* _What the task requires_
Lay out the records below, from the line containing "the player's knee." through the line containing "[[622, 484]]", as a JSON list of strings with one string per line and blank lines omitted.

[Part of a data file]
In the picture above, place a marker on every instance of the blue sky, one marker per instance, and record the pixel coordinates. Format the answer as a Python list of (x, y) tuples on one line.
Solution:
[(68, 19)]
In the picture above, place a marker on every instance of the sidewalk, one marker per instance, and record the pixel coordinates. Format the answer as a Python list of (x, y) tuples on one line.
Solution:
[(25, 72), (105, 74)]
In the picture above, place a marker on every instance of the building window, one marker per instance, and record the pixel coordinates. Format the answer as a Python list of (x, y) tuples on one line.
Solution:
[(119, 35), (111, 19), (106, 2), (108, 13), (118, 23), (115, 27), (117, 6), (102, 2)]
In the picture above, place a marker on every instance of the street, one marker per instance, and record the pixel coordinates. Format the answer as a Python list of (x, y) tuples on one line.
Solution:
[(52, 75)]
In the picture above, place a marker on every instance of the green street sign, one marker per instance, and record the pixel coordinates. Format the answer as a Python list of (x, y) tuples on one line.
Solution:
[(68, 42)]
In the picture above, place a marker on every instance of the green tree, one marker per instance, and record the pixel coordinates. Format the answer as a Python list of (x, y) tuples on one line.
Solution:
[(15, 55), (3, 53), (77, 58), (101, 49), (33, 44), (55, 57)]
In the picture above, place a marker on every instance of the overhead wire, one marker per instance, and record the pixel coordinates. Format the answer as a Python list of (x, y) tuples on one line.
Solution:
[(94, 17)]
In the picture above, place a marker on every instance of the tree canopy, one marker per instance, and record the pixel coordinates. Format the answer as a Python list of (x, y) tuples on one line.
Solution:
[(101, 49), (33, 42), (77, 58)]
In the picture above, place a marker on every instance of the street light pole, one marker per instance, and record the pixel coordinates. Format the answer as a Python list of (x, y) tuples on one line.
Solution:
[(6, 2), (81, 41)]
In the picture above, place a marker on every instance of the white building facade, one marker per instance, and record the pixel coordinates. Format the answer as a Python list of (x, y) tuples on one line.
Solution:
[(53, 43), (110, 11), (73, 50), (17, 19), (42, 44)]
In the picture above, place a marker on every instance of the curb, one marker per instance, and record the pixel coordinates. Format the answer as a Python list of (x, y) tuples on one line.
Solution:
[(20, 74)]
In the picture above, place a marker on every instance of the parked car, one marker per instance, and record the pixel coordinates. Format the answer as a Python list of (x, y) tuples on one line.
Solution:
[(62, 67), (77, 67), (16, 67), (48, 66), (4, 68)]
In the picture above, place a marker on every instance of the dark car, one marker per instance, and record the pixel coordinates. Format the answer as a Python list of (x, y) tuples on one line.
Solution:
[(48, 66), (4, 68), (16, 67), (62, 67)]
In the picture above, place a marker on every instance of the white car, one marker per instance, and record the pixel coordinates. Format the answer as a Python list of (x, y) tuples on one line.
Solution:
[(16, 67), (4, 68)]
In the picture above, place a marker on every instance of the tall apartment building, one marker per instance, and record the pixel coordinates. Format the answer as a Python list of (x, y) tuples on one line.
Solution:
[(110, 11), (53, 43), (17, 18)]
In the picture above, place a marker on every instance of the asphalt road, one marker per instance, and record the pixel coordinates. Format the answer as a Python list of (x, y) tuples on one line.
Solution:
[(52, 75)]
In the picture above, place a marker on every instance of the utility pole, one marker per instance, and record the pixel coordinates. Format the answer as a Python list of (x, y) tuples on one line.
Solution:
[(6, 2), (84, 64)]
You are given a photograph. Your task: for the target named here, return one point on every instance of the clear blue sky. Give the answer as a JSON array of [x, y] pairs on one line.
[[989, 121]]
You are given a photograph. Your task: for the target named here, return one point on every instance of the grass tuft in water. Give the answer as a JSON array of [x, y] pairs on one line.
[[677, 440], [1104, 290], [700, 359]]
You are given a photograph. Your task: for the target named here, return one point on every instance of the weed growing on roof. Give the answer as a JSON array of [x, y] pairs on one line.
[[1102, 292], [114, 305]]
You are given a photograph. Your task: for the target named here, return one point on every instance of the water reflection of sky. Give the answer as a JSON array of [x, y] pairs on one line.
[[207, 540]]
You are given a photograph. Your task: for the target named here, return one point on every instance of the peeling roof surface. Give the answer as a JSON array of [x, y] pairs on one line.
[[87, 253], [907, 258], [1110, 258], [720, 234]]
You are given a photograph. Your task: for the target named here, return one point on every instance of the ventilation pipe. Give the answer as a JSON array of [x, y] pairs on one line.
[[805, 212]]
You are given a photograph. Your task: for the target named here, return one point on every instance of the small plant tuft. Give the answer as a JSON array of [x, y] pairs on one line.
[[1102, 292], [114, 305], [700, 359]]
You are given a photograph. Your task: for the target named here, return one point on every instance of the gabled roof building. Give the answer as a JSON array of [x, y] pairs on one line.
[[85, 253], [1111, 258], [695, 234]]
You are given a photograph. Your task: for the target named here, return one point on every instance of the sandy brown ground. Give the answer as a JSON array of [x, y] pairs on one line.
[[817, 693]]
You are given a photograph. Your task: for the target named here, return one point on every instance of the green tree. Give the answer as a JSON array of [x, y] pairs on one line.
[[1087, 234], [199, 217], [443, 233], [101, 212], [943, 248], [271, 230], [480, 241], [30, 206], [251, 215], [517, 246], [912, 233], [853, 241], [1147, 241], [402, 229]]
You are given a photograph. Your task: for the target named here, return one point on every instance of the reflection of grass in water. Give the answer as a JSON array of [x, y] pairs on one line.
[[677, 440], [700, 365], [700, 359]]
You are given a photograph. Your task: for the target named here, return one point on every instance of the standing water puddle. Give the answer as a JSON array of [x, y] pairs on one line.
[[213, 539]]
--
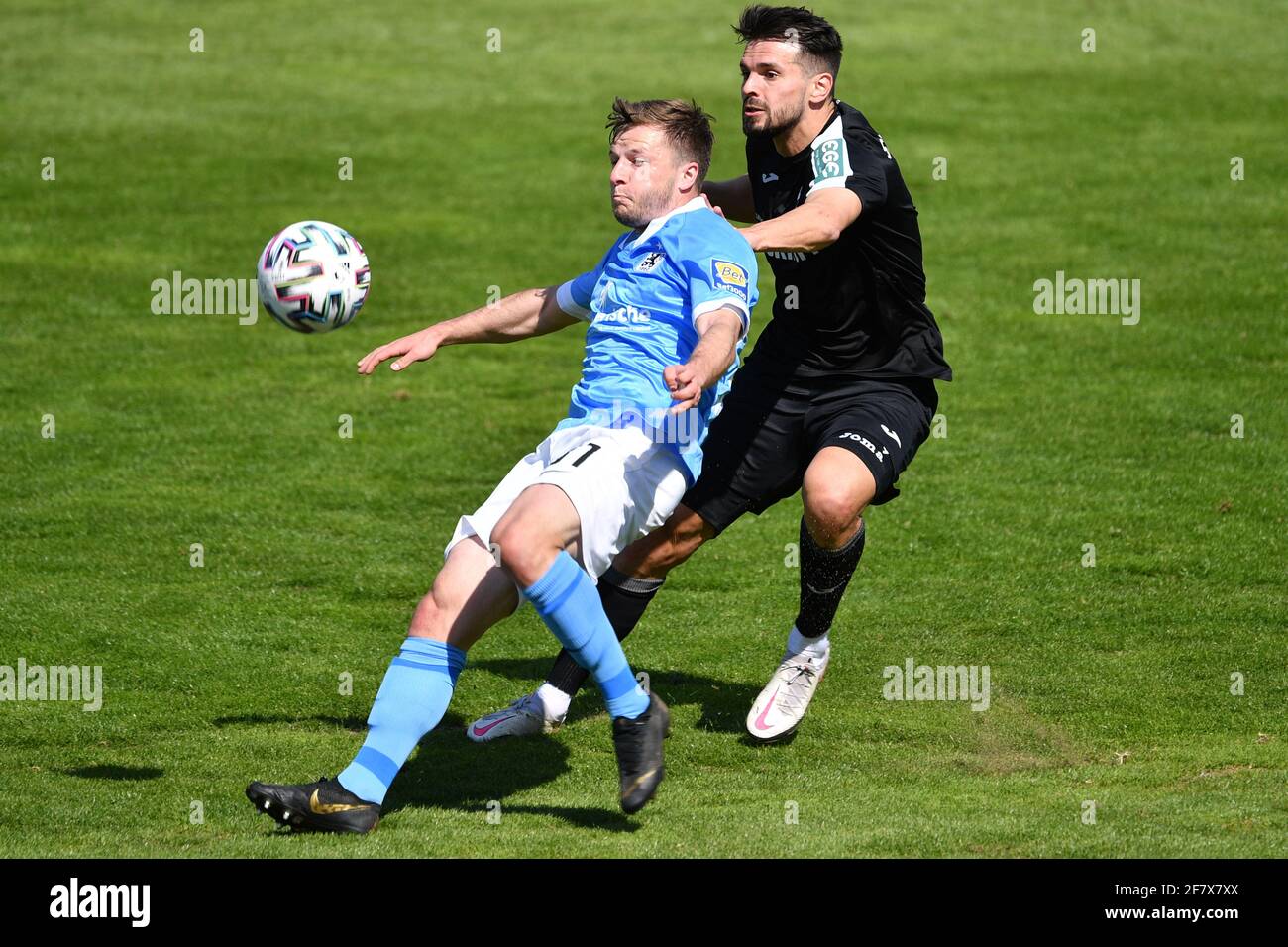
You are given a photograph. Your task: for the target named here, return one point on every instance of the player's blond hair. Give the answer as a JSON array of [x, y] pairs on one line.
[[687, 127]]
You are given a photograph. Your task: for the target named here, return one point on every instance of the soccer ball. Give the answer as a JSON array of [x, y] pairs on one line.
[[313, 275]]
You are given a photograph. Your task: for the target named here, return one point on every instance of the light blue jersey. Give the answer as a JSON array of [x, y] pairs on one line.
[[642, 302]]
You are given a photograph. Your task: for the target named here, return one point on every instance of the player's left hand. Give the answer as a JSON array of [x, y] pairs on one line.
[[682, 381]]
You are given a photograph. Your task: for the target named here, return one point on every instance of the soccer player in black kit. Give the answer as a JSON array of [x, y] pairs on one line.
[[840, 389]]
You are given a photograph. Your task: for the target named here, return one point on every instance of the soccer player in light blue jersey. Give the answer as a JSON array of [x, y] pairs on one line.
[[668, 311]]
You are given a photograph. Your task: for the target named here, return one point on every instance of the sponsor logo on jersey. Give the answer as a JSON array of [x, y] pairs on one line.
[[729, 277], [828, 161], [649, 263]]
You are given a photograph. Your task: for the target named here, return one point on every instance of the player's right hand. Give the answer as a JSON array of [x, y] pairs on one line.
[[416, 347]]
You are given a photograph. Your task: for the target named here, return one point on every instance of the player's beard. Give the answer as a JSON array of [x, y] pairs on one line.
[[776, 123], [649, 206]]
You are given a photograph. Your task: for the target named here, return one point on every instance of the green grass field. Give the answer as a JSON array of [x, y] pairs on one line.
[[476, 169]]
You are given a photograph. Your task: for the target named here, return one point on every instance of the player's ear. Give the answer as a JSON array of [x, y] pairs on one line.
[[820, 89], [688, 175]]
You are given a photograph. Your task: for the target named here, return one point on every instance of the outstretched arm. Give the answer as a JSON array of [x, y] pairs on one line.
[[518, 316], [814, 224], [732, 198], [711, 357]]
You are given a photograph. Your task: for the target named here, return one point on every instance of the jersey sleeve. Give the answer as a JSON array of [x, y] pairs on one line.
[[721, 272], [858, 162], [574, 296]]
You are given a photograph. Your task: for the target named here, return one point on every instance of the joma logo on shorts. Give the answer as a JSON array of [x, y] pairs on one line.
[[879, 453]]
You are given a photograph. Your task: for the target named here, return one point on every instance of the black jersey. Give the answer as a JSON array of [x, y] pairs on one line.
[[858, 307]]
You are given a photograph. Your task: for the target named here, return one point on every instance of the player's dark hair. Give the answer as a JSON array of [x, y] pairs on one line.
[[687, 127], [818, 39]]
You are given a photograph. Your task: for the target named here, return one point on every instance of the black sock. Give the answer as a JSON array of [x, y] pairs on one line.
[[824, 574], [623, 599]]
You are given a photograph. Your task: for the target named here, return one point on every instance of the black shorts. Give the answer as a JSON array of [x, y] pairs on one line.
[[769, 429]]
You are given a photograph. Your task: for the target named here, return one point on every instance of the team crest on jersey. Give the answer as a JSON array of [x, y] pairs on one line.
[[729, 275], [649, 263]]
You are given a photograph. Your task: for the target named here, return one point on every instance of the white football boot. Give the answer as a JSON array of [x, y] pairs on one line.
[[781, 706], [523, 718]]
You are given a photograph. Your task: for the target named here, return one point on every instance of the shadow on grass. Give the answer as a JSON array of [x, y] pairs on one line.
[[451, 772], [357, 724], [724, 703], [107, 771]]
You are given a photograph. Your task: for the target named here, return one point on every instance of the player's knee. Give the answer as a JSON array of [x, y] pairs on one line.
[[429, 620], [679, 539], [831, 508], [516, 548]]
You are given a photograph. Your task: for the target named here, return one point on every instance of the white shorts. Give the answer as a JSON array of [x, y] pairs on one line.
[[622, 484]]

* _Worked solution_
[
  "You are given a photograph. Your task: for the target named here, return one point on every instance of the player's knee. Give the answer as a JSON array of [x, y] pairs on one line.",
  "[[429, 620], [679, 539], [831, 508], [516, 548]]",
  "You are given a photograph. Your task: for the target named here, return one point on every instance of the white shorts. Give the answer as a JSON array of [x, y] pairs on one line.",
  "[[622, 484]]"
]